[Begin SUPPLIED PASSAGE]

Stories from noted authors, including Jane Yolen, Tamora Pierce, Nancy Springer, and others about selkies, mermaids, and other beings living in the divide between the animal and human world.

A girl is born with the fire of dragon blood in her veins and another longs for the feel of water against her skin. A scarecrow wonders at the world around him and a fallen angel tries to reclaim her family's soul.

These are the stories about the people who are not wholly human and the animals that are not purely animal--beings that stand between the two worlds feeling the emotions, thrills, and confusions of both. Their struggle will be to find their true forms, and then meaning and purpose in their lives after the choice.


Author Notes

Bruce Coville was born in Syracuse, New York, on May 16, 1950. He spent one year at Duke University in North Carolina. Coville started working seriously at becoming a writer when he was seventeen. He was not able to start selling stories right away, so he had many other jobs, including toymaker, gravedigger, cookware salesman, and assembly line worker. Eventually, Coville became an elementary teacher, and worked with second and fourth graders.

[End SUPPLIED PASSAGE]

__WRITTEN TASKS__
A - Print the section of the anthology passage that starts at "Stories from noted" and ends at "her family's soul.".
B - According to the anthology passage, how old was Bruce Coville when he started working seriously at becoming a writer?
The data comes from a separate source, unrelated to the anthology passage.

[Begin DATA ROWS]

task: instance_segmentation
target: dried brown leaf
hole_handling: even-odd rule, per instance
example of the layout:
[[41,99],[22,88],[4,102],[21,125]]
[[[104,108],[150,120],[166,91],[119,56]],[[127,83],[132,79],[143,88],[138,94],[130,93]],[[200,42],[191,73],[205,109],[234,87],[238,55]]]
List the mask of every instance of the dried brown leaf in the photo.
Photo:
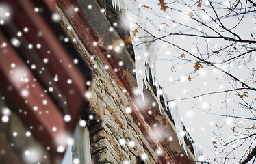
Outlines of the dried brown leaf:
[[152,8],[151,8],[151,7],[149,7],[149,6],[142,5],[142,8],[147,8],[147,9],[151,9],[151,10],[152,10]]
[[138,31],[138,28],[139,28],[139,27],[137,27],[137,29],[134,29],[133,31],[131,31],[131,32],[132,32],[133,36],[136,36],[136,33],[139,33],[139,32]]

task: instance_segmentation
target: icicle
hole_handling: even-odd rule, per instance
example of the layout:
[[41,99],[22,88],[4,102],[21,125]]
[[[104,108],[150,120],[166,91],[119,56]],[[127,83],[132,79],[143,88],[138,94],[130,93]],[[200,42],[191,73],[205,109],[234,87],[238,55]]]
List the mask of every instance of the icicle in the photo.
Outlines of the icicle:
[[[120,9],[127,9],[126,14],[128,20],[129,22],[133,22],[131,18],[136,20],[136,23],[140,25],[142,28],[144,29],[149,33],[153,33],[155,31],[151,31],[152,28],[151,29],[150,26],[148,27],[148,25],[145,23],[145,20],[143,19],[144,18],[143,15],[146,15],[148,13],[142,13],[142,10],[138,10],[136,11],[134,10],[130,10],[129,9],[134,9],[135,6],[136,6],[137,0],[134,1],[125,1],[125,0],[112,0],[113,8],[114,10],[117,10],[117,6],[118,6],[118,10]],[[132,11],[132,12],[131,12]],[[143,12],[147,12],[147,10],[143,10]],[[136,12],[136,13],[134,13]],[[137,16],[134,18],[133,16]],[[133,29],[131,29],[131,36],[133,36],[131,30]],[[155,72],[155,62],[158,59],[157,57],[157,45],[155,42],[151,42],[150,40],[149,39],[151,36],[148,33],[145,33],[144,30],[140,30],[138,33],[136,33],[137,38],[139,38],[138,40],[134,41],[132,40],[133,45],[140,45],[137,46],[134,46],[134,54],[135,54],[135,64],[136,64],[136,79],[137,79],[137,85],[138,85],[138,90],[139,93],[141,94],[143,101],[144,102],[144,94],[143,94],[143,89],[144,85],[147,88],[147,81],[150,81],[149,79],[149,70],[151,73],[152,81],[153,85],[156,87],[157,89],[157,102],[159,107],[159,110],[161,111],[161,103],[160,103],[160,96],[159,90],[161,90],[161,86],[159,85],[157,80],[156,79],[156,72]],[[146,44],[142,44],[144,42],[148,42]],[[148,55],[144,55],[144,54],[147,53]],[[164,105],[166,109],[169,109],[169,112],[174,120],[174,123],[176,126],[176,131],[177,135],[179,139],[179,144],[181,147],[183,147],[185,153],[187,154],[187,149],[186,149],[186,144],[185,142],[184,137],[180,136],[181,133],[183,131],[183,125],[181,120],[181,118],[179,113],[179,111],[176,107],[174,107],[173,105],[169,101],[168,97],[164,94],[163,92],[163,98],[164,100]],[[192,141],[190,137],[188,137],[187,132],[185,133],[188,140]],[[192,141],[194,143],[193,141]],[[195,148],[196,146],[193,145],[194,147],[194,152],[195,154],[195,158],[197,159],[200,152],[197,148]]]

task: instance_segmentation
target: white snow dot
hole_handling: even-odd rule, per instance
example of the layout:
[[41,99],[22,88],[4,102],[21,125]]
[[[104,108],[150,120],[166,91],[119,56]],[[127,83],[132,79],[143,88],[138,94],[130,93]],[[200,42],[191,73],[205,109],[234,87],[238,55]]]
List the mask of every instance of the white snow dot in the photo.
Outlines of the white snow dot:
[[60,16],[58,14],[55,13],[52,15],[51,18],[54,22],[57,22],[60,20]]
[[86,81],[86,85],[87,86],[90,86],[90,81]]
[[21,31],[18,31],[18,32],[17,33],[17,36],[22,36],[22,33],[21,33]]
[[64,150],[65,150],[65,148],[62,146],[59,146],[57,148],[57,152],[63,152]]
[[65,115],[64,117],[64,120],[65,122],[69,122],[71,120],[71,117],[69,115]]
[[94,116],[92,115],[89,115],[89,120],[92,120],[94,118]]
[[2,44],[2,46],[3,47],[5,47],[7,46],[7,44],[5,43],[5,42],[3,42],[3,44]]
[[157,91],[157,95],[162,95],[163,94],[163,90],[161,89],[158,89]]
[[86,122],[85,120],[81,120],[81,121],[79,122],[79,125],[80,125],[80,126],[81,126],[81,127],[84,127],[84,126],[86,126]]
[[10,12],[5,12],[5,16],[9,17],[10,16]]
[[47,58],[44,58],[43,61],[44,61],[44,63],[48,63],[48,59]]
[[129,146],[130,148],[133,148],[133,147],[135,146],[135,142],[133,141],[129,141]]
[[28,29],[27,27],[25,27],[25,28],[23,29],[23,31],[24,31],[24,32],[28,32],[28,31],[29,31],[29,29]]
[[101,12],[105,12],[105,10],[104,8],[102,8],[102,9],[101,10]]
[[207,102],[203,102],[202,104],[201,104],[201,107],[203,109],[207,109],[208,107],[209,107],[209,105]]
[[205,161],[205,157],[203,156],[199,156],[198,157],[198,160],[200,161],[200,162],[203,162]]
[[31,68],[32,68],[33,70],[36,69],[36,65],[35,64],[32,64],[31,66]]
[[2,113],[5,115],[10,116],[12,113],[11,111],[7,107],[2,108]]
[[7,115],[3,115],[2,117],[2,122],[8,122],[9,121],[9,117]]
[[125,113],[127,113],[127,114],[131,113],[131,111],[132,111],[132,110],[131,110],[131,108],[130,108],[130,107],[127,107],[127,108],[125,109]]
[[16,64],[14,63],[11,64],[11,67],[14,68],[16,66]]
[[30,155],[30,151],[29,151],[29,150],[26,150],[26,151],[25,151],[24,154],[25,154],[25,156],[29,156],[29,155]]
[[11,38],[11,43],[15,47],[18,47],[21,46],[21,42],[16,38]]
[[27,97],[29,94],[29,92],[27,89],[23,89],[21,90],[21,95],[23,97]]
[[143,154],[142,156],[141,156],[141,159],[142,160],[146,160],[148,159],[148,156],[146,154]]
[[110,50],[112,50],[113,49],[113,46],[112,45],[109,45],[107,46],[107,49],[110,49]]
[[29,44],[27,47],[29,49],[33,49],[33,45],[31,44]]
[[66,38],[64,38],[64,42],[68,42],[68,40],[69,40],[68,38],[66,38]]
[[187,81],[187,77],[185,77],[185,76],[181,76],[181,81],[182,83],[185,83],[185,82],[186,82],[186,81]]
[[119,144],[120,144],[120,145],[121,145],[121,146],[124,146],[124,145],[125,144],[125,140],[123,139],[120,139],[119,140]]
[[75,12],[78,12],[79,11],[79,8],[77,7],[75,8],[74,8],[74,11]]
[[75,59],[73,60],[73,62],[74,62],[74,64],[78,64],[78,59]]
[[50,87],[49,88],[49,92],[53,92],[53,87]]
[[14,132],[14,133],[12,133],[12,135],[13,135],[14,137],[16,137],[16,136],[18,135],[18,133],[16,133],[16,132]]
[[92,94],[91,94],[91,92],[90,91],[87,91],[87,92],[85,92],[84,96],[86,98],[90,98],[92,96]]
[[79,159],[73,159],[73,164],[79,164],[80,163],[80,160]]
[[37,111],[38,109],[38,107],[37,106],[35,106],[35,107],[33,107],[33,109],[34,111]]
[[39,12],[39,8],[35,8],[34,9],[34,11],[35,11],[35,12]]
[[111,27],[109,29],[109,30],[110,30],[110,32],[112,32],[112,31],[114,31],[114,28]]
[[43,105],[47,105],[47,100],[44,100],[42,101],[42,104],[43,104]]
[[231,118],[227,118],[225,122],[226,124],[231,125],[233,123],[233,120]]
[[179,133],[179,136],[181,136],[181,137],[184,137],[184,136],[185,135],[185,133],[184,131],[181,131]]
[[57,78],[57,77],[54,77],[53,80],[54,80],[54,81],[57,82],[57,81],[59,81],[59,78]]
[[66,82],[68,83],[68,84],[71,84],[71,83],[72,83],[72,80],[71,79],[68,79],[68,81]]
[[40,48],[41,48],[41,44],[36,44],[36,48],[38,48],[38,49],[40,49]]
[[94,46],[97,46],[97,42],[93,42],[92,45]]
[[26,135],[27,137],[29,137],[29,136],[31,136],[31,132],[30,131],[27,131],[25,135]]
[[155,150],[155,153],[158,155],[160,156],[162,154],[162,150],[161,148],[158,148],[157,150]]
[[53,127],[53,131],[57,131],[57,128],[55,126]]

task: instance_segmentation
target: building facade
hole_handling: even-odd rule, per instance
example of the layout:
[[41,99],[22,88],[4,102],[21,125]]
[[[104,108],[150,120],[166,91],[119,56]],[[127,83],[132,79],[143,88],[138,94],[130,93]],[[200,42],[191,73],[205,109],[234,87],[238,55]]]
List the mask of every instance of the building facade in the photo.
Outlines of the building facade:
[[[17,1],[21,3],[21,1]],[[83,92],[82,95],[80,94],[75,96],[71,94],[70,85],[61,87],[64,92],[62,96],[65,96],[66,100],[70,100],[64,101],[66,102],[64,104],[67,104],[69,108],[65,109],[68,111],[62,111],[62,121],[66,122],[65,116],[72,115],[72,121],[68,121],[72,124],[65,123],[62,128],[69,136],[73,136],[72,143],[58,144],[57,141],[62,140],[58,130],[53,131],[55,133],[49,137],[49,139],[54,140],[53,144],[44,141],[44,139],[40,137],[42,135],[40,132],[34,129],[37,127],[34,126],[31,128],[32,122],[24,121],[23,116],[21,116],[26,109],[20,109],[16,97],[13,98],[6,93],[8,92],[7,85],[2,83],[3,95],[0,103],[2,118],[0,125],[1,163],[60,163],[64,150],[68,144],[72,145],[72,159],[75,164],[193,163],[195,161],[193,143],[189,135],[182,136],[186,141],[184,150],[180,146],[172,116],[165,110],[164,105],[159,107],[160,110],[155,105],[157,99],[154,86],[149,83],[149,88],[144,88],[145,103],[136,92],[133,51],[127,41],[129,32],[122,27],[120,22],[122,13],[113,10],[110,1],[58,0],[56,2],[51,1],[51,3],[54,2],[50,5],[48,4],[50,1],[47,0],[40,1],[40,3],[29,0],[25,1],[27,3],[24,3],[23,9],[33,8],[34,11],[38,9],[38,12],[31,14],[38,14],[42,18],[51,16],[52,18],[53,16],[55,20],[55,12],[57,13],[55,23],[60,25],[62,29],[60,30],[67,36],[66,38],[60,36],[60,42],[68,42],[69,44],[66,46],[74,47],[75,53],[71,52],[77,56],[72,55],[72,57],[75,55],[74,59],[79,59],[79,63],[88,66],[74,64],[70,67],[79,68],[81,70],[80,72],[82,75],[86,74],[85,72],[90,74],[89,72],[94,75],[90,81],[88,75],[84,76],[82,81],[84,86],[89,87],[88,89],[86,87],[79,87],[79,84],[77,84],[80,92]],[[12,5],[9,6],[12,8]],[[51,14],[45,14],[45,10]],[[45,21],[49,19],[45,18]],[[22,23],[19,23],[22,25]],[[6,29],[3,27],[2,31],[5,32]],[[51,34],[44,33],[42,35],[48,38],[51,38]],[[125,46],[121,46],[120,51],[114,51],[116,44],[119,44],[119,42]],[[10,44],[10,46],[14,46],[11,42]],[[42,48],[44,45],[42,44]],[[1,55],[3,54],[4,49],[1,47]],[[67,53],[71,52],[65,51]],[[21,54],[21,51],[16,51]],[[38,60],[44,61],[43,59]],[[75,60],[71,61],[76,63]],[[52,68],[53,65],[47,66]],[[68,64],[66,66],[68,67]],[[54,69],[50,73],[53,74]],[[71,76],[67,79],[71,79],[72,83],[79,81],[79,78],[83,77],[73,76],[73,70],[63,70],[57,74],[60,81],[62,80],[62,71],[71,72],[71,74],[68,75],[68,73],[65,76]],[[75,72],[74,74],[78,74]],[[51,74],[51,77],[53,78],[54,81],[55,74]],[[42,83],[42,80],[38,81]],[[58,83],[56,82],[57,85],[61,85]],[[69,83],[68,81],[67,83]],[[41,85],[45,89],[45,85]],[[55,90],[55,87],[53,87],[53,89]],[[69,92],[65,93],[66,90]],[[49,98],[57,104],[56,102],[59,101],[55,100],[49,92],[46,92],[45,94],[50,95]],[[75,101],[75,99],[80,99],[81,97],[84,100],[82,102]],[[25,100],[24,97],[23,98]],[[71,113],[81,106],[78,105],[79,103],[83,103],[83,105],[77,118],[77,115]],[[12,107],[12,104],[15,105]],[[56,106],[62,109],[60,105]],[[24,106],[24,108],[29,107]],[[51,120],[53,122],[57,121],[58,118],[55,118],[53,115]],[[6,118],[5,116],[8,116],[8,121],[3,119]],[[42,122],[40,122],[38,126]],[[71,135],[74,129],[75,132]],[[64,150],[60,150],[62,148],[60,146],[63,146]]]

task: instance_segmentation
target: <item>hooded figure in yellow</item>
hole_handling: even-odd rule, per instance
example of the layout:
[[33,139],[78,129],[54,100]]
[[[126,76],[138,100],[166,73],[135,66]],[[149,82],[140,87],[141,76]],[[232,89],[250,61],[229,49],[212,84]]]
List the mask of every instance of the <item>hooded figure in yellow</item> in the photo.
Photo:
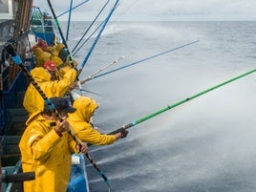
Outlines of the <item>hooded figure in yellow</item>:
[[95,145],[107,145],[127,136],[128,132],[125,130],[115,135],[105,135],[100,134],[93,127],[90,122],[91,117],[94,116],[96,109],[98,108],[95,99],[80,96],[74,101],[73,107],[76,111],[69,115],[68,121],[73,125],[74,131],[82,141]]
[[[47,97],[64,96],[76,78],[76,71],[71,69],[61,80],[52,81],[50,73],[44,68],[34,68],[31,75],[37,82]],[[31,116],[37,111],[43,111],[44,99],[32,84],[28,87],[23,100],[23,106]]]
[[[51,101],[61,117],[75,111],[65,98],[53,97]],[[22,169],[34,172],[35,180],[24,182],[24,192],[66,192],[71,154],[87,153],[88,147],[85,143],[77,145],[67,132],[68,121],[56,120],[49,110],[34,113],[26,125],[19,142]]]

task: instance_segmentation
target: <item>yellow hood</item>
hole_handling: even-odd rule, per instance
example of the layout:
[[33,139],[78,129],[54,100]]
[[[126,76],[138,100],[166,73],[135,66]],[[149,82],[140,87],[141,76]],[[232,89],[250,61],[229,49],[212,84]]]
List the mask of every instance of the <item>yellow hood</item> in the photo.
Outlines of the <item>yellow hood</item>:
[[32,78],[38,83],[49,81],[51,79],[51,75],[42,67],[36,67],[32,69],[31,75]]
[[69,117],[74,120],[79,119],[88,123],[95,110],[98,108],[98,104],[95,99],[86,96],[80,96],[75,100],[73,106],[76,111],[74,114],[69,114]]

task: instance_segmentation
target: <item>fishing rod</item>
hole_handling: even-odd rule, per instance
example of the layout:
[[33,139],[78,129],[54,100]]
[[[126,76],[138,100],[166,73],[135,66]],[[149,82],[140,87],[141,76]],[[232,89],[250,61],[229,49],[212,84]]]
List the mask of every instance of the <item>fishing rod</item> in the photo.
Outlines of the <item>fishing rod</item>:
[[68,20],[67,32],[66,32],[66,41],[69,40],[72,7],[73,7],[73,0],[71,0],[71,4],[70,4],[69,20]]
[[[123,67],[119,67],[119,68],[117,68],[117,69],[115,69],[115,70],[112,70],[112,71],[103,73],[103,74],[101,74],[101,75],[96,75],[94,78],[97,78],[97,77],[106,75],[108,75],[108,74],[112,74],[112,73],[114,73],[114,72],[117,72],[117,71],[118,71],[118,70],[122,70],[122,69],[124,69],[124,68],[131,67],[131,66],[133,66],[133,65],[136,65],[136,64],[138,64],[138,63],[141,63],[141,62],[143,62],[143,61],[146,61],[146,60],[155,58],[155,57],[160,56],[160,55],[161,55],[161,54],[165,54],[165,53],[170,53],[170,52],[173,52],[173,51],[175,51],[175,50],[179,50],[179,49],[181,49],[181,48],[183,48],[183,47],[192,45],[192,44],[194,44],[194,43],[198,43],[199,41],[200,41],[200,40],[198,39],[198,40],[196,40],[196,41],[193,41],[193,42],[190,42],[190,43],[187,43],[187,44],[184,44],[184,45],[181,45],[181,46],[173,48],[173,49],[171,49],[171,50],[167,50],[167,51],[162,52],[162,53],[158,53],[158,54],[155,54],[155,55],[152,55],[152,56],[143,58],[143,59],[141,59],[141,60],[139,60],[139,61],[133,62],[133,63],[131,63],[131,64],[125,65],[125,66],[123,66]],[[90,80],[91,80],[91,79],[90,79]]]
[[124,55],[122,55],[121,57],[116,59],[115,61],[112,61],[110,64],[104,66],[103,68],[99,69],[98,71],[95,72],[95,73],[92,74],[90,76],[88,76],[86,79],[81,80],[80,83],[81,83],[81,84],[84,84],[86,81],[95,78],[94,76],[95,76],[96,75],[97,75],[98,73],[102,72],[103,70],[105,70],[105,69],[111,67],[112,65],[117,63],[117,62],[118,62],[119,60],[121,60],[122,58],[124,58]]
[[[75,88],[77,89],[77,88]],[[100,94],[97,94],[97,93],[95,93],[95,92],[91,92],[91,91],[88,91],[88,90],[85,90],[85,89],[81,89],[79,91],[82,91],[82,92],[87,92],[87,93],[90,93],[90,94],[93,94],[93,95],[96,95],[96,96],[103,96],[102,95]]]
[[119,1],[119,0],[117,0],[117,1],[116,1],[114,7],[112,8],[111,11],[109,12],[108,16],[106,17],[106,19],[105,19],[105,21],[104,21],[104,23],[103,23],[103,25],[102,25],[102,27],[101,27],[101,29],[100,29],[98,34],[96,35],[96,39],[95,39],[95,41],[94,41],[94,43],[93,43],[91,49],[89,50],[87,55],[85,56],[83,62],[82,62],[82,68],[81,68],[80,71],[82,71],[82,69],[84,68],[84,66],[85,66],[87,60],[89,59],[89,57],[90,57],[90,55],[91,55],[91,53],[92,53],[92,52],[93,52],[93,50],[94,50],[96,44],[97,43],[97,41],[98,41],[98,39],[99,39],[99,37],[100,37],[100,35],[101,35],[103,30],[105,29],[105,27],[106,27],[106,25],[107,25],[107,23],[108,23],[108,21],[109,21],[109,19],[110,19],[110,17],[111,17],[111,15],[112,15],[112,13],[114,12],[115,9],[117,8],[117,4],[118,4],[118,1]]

[End DATA ROWS]

__OUTPUTS IN ORDER__
A -
Stories from noted authors, including Jane Yolen, Tamora Pierce, Nancy Springer, and others about selkies, mermaids, and other beings living in the divide between the animal and human world.

A girl is born with the fire of dragon blood in her veins and another longs for the feel of water against her skin. A scarecrow wonders at the world around him and a fallen angel tries to reclaim her family's soul.

B - He was seventeen.